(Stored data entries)

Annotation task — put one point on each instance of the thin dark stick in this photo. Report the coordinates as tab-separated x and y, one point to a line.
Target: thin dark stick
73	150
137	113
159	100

### Exercise details
Please give the data again in full, exactly as written.

### Task result
Annotation task — put one point on each instance of the thin dark stick in this photo. Report the coordinates as tab-separated x and y, one point to a line.
Target: thin dark stick
73	150
137	113
159	100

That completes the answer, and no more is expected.